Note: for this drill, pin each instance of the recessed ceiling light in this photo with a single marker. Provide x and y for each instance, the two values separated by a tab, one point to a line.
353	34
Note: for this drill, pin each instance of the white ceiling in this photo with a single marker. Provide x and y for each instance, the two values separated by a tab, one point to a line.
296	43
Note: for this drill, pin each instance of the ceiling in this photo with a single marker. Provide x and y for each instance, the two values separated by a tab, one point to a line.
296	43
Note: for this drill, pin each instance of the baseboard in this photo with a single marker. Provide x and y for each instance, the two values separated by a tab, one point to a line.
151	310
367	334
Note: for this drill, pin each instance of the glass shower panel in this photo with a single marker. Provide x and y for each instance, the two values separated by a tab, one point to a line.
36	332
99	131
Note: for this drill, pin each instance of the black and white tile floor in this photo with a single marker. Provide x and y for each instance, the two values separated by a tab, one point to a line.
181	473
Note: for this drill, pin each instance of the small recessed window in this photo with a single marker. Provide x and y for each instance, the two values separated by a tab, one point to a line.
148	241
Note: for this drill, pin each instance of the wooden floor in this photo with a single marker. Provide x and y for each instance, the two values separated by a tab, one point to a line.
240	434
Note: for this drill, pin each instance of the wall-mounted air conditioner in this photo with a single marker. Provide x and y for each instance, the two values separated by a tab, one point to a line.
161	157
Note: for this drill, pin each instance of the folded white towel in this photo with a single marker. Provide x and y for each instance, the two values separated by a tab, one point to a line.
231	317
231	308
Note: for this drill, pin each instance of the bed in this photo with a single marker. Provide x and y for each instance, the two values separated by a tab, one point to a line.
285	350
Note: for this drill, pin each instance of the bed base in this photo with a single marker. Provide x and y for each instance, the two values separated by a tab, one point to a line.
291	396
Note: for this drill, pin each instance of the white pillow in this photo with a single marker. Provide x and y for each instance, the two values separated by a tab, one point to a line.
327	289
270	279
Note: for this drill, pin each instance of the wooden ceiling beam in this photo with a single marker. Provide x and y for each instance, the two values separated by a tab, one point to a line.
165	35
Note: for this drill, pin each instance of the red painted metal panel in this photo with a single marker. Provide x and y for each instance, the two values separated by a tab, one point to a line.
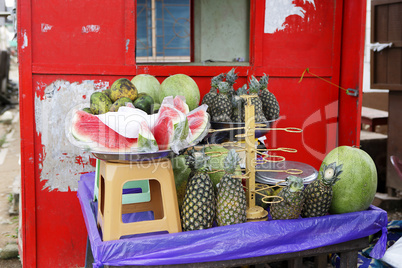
27	233
62	42
351	71
78	32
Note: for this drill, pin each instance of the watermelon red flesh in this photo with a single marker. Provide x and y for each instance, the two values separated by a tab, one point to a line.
198	122
88	128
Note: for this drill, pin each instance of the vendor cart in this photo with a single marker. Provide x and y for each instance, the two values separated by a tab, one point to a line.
311	50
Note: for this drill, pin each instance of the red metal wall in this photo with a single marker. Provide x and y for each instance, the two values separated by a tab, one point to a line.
77	41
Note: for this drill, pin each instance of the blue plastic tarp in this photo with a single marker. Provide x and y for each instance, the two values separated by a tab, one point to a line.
246	240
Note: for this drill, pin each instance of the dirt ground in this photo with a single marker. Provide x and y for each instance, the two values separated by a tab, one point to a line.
10	172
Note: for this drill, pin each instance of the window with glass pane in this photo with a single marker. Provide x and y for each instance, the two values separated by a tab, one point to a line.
163	31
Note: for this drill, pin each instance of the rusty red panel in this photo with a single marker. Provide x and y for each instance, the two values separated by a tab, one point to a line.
78	32
301	38
67	50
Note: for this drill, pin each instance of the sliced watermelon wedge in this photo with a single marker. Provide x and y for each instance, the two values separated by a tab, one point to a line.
198	121
171	128
91	133
126	121
146	140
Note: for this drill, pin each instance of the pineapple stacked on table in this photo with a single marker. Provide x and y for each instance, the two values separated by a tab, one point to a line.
202	204
294	200
226	105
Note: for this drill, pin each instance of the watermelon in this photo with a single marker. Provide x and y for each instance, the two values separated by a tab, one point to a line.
198	121
146	83
171	128
179	102
146	140
181	85
126	121
93	134
356	189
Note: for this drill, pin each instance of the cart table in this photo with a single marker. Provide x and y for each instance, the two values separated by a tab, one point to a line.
240	244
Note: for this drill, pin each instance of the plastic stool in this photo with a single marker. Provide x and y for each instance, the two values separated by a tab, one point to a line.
130	189
163	198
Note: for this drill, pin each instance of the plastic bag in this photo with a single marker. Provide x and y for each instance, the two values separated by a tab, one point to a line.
393	255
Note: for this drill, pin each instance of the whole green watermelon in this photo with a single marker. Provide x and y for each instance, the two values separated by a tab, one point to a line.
357	186
181	85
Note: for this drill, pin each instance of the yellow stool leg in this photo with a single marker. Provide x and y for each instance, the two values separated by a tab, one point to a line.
163	198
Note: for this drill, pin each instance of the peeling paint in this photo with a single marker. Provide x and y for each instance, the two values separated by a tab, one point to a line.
100	84
276	13
127	43
45	27
60	167
25	40
90	29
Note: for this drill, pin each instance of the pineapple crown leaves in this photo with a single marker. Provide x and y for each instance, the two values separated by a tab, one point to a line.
224	87
294	184
236	100
264	82
216	79
242	90
254	85
197	160
231	77
231	161
330	173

- **Work task**: Please print the entire listing again exactly, minus its images.

- **Solved problem**:
Note: for this drill, pin each instance of the recessed ceiling light in this photo with a single marker. Provide x and y for each instance, the two values separated by a tab, one point to a line.
353	34
Note: for this drill, pin each instance of the white ceiling in this photo with a single marker. Provide x and y for each instance, the two values separated by a tab, one point to a line.
296	43
Note: for this drill, pin each instance of the ceiling in this photo with a single marker. Provide x and y for each instance, the two values separated by a tab, one point to a line.
296	43
Note: for this drill, pin each instance of the baseboard in this photo with a single marker. Provide x and y for each instance, the two values separated by a tab, one point to a line.
151	310
367	334
Note: for this drill, pin each instance of the glass shower panel in this photo with a single marker. Provide x and y for each instance, the two values separated by a tab, one point to a line.
36	332
99	131
Note: for this drill, pin each instance of the black and white tile floor in this photo with a single marker. Provide x and y for each instance, the two values separated by a tab, one point to a line.
181	473
Note: for this drill, pin each instance of the small recessed window in this photo with a single marker. Provide x and y for each instance, the two values separated by a tab, one point to a line.
148	241
Note: for this drill, pin each instance of the wooden floor in this photo with a single marker. Provide x and y for each instance, the two values separated by a tab, one point to a line.
240	434
Note: for this drill, pin each instance of the wall-mounted air conditioner in this photo with a single marker. Provide x and y for each instance, the two values separated by a tab, one point to a line.
161	157
Note: for this drill, pin each instance of the folded white towel in this photo with a single marker. Provide x and y for each instance, the two values separated by a tab, one point to a line.
231	317
231	308
Note: for this drill, pin each instance of the bed in this photo with a single marker. Provide x and y for each instance, the two values separated by a tab, one point to a line.
285	350
Note: for this drill, pin each instance of the bed base in this photo with a single marker. Provide x and y for each instance, the two values separated by a tab, one point to a line.
291	396
Note: for this drill, pin each instance of the white pillow in this photo with a single marker. Provide x and y for each instance, the two values separated by a tab, one point to a line.
327	289
270	279
Note: for this drill, pin each instance of the wooden ceiling beam in this photo with a single marker. Provide x and y for each instance, the two values separated by a tab, one point to a line.
165	35
Note: for this drill, pin each instance of the red painted metal panel in this photo with a single marker. Provide x and y for each instance, the two values separated by a tab, one point to a line.
27	233
62	42
351	71
78	32
Note: for this drill, pin each instance of the watermelon red flesh in this photo with a single marker. Provide x and y for each instance, the two values separated by a tab, one point to a line.
198	122
88	128
Note: for this drill, pin each instance of the vendor cart in this photo with a single marker. Provide x and y for each instance, the two values separated by a tab, one point to a line.
311	50
Note: for this drill, pin each instance of the red metal wall in this photo with a single marker. Provide x and y for each instance, the two values separated by a tab, one point to a line.
77	41
Note: for this drill, pin each instance of the blue plastic tarp in this photo with a single marker. Provide x and y for each instance, the two values separated by a tab, one point to a line.
246	240
Note: for this drill, pin each instance of the dirt ground in this photo with a single marker. Provide x and y for each instance, the two values separated by a tab, one point to a line.
10	172
Note: for this drill, pin each instance of the window with glass pane in this photo with a single marker. Provide x and y for each instance, the two values separated by a tab, one point to a line.
163	31
Note: for this drill, pin each instance of the rusty red panel in this photo with a single marker. Provide x and y for each instance, the two values separated by a tab, one point to a line.
78	32
301	38
67	50
Note: for this drill, pin each instance of the sliced watermelon wedge in this photo with a single marker. Provide x and y for each instance, the two values separated by a tab, one point to a line.
198	121
171	128
91	133
126	121
146	140
Note: for this drill, pin each instance of the pineapple stacked on table in this photo with a single marker. Provide x and y for each instance, the two values separated by a tab, one point to a line.
202	204
294	200
226	105
Note: for this drill, pin each instance of the watermelon in this photo with a single marker. Provide x and y for each instance, the two values separated by a tab, one point to a line.
198	121
146	83
171	128
179	102
146	140
181	85
126	121
93	134
356	189
Note: for this drill, pin each instance of the cart table in this photo with a single marker. Provide x and y for each instance, the two values separated by a tab, one point to a line.
240	244
Note: for this drill, pin each instance of the plastic stool in this photo with a single marker. Provide x and y for each instance, the two values separated by a tab, one point to a line.
130	189
163	198
Note: for this drill, pin each instance of the plastic bag in this photo with a single marker. Provide x and y for each instance, the two values separated by a tab, one point to a line.
393	255
Note: for this drill, pin each instance of the whole green watermelon in this photo with a single marker. Provide x and y for each instance, the two values separated by a tab, one point to a line.
357	186
181	85
Note: for this drill, pin each instance of the yellow stool leg in this photo with a single marker. Provide x and y for each instance, the two values separated by a tab, one point to a line.
163	198
Note: for this drill, pin each instance of the peeling paint in this photo with a single marker. Provide x and y for each instance, the two values separated by a tab, one point to a line.
100	84
276	13
127	43
45	27
60	167
25	40
90	29
Note: for this drill, pin each instance of the pineapple crown leaves in this photo with a single marker. Provide x and y for each instance, the two values separated by a tab, one point to a line.
224	87
294	184
236	100
264	82
216	79
242	90
254	85
197	160
231	77
231	161
330	173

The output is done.